Take the material below and output exactly the run of lines from the one containing "[tag] sunlit sky (a dot for each instance)" down to the one containing "[tag] white nike", with both included.

_The records_.

******

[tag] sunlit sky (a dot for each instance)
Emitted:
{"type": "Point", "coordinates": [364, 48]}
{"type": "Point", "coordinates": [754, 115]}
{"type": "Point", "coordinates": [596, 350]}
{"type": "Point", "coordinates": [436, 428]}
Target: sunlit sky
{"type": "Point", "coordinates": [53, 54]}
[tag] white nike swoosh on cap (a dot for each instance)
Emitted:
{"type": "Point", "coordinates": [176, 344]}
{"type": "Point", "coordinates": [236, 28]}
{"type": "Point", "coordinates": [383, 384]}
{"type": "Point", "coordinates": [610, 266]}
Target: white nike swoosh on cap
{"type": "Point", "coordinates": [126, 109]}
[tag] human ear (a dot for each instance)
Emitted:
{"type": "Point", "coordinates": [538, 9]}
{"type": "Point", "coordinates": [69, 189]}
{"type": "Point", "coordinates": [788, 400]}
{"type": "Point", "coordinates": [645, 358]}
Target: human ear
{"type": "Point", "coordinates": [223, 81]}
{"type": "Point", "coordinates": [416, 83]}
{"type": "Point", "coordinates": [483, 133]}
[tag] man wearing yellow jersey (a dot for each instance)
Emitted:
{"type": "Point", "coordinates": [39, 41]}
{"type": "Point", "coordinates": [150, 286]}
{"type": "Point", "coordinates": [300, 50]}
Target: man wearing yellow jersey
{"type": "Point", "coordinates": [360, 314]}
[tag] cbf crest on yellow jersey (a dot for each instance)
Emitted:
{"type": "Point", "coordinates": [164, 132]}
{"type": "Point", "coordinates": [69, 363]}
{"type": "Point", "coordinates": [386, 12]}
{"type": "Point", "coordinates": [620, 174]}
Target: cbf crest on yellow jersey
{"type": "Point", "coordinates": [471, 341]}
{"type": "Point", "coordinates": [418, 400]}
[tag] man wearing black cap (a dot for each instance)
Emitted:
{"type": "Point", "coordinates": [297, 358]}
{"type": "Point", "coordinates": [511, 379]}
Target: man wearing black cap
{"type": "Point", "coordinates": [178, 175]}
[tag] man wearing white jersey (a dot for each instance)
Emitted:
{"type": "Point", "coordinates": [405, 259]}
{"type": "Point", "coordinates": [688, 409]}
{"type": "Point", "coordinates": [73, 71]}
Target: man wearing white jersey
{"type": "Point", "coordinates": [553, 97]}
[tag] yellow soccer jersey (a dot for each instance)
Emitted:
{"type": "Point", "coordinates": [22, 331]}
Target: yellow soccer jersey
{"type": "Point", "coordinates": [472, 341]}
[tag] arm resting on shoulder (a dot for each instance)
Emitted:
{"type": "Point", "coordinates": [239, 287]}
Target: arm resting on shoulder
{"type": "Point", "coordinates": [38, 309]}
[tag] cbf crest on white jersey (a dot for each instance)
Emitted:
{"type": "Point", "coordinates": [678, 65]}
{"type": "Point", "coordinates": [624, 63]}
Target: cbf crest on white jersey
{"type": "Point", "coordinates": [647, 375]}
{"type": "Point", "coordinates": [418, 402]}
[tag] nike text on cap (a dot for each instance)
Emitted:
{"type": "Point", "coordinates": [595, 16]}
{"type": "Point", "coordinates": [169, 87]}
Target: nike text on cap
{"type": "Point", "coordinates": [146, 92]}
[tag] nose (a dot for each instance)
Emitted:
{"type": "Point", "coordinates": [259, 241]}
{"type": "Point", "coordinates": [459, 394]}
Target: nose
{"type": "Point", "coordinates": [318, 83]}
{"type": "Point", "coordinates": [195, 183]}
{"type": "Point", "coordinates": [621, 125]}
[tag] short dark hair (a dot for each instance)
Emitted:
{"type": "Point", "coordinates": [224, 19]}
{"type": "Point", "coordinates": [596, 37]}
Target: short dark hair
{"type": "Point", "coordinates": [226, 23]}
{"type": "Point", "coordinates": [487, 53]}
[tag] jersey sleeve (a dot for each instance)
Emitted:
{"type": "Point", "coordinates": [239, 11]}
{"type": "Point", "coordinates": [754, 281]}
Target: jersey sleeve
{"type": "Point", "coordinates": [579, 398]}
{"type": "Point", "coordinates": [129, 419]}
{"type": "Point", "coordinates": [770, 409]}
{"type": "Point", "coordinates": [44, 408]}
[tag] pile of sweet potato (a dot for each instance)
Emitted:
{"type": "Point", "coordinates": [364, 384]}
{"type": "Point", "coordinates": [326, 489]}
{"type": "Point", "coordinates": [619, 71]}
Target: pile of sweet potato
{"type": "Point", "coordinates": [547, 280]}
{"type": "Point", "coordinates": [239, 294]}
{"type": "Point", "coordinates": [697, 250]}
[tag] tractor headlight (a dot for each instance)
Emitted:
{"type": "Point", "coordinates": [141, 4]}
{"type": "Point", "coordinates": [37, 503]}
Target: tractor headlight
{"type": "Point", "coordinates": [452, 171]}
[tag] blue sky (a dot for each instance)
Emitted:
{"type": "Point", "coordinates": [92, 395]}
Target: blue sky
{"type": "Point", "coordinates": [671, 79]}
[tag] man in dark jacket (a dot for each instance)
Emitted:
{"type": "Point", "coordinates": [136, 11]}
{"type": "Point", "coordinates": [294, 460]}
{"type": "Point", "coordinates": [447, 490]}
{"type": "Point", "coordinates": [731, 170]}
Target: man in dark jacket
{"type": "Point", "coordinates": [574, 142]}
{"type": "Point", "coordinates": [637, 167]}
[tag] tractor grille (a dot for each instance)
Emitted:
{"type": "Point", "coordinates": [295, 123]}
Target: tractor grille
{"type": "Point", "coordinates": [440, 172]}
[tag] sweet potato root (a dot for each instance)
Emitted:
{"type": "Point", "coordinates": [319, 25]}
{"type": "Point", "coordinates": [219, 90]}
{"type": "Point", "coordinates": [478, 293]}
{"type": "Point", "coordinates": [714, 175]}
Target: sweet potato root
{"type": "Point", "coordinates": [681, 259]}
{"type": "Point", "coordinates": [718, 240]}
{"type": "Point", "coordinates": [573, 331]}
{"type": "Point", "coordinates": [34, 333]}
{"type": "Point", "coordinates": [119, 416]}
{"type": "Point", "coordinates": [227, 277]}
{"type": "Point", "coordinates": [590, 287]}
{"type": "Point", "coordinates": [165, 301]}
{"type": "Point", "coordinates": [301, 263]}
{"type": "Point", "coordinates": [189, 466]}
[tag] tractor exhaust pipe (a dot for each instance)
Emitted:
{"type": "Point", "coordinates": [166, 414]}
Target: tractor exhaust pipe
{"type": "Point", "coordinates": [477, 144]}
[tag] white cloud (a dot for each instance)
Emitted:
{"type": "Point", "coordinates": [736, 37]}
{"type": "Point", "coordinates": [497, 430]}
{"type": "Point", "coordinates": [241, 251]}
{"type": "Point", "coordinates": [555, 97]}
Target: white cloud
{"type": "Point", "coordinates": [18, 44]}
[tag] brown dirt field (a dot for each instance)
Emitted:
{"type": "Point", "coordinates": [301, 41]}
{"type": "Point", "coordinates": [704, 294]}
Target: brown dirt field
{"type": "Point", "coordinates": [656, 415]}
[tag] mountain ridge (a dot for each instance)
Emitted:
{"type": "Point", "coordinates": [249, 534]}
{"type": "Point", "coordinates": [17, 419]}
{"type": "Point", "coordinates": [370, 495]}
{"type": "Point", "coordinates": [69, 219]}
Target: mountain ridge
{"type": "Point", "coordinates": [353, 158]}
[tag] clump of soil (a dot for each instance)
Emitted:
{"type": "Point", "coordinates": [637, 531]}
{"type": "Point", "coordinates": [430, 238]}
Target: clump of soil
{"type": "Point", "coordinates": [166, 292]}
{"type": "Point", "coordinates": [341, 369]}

******

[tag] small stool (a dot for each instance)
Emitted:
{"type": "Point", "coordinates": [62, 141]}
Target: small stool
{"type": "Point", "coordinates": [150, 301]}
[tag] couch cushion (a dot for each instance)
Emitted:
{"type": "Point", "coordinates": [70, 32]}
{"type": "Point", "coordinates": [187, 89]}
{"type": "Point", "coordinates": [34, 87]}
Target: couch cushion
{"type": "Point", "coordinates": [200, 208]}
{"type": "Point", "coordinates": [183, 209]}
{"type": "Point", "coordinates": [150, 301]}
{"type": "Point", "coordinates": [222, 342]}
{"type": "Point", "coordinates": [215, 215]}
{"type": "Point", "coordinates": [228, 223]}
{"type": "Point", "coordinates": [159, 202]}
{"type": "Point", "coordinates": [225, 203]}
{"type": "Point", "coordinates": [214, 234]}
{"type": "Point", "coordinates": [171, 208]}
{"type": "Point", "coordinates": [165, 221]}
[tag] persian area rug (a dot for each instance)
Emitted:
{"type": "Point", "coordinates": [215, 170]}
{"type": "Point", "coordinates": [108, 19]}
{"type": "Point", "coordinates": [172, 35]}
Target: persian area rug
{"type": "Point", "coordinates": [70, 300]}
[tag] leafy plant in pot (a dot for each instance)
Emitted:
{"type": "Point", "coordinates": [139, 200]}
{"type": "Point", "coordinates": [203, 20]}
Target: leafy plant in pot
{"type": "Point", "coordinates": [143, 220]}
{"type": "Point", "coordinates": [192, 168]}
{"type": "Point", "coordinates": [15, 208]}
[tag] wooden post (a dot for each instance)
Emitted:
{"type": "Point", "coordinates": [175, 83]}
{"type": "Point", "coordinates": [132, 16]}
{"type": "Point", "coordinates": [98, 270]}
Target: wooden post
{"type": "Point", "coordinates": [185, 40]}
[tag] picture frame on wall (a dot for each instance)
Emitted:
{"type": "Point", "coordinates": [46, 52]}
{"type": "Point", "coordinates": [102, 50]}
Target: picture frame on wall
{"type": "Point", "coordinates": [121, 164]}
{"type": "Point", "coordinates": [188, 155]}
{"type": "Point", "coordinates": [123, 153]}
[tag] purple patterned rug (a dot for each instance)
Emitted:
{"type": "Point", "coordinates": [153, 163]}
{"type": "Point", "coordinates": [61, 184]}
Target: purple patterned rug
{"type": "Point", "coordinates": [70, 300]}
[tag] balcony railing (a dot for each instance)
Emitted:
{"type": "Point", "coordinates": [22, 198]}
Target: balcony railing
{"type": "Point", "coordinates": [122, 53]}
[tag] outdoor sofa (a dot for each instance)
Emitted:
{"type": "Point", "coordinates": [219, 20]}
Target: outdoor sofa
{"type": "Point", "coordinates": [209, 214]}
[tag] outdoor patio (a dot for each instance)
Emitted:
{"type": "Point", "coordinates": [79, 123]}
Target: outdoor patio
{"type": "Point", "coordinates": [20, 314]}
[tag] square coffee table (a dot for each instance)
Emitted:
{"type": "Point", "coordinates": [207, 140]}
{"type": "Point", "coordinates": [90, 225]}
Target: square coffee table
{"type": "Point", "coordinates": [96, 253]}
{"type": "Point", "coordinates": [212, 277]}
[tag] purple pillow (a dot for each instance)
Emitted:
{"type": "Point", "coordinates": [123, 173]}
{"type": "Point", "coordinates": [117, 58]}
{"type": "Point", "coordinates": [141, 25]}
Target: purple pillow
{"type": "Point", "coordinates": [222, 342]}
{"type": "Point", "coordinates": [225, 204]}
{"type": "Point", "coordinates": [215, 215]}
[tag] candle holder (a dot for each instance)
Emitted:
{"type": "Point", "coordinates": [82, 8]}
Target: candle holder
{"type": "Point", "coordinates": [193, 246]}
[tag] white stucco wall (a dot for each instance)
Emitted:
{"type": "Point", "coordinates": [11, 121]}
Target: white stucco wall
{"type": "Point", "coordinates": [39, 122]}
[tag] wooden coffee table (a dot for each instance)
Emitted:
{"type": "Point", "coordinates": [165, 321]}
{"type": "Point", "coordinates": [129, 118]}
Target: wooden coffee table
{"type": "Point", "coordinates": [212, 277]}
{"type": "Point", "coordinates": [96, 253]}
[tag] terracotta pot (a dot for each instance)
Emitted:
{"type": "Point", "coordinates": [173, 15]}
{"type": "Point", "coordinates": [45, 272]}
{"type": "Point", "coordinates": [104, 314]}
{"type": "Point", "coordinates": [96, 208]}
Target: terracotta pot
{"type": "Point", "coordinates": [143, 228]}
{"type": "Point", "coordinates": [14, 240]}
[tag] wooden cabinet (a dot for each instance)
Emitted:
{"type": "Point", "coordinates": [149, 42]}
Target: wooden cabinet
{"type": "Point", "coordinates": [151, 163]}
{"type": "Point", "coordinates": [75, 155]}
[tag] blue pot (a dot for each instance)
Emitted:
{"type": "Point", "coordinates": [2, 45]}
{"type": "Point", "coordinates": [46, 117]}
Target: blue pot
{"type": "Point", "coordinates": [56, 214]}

******

_Solution to this exercise_.
[tag] sunlit sky (a dot for each instance)
Emitted:
{"type": "Point", "coordinates": [364, 48]}
{"type": "Point", "coordinates": [754, 115]}
{"type": "Point", "coordinates": [596, 350]}
{"type": "Point", "coordinates": [436, 428]}
Target: sunlit sky
{"type": "Point", "coordinates": [53, 54]}
[tag] white nike swoosh on cap (a dot for each instance)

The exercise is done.